— START Supplied passage —
There are several servers here. Note that it seems Verizon is using a 3rd party DNS service to provide resiliency for their name servers. Pick a server and check the IP:

dig s1ns1.verizon.com

; <<>> DiG 9.16.1-Ubuntu <<>> s1ns1.verizon.com
;; global options: +cmd
;; Got answer:
;; ->>HEADER<<- opcode: QUERY, status: NOERROR, id: 12917
;; flags: qr rd ra; QUERY: 1, ANSWER: 1, AUTHORITY: 0, ADDITIONAL: 1

;; OPT PSEUDOSECTION:
; EDNS: version: 0, flags:; udp: 65494
;; QUESTION SECTION:
;s1ns1.verizon.com.             IN      A

;; ANSWER SECTION:
s1ns1.verizon.com.      3573    IN      A       192.16.16.5

;; Query time: 0 msec
;; SERVER: 127.0.0.53#53(127.0.0.53)
— END Supplied passage —
— START Supplied material —
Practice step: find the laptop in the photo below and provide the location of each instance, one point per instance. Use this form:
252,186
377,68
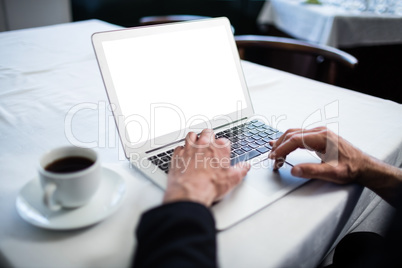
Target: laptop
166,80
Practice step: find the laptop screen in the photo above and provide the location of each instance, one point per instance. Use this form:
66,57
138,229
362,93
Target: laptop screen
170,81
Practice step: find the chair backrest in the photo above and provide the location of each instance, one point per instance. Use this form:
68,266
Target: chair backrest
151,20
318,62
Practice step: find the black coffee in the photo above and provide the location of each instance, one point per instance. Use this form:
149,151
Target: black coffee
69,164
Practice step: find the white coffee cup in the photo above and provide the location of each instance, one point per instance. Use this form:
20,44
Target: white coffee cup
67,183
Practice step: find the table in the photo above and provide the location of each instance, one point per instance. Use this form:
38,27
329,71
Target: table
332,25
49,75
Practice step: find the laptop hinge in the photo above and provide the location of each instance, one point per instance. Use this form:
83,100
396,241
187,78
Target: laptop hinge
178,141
— END Supplied material —
— START Supplied material —
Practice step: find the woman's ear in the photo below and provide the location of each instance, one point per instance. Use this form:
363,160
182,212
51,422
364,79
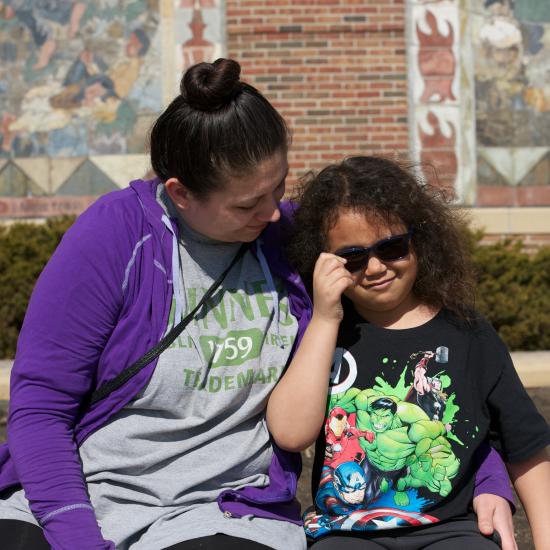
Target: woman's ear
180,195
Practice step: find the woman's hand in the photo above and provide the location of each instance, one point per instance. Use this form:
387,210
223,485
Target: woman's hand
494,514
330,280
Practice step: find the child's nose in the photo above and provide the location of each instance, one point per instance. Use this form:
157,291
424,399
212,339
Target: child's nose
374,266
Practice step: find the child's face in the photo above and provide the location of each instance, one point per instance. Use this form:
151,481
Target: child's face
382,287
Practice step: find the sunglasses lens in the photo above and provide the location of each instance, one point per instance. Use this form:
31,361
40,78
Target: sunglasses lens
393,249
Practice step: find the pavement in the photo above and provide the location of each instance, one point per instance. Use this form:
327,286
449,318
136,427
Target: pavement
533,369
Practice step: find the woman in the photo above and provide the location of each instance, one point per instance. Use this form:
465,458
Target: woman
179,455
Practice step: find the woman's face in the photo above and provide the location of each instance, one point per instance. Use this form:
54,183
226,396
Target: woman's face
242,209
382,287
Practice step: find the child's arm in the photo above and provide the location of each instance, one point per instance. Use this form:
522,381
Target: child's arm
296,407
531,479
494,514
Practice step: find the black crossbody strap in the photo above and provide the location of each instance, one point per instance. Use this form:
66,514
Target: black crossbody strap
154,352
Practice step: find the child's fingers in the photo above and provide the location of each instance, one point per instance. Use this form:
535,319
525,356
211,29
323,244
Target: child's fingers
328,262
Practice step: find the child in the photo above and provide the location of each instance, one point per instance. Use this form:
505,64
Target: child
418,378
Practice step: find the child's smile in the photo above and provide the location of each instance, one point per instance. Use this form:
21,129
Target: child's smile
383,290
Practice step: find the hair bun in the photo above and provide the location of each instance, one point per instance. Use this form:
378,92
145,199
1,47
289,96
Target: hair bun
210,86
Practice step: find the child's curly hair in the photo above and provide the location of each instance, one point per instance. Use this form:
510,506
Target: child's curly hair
— END Supplied material —
- Stated goal
In the DNS lookup passage above, which IP address does the answer section return for s1ns1.verizon.com?

- Result of the exercise
192.16.16.5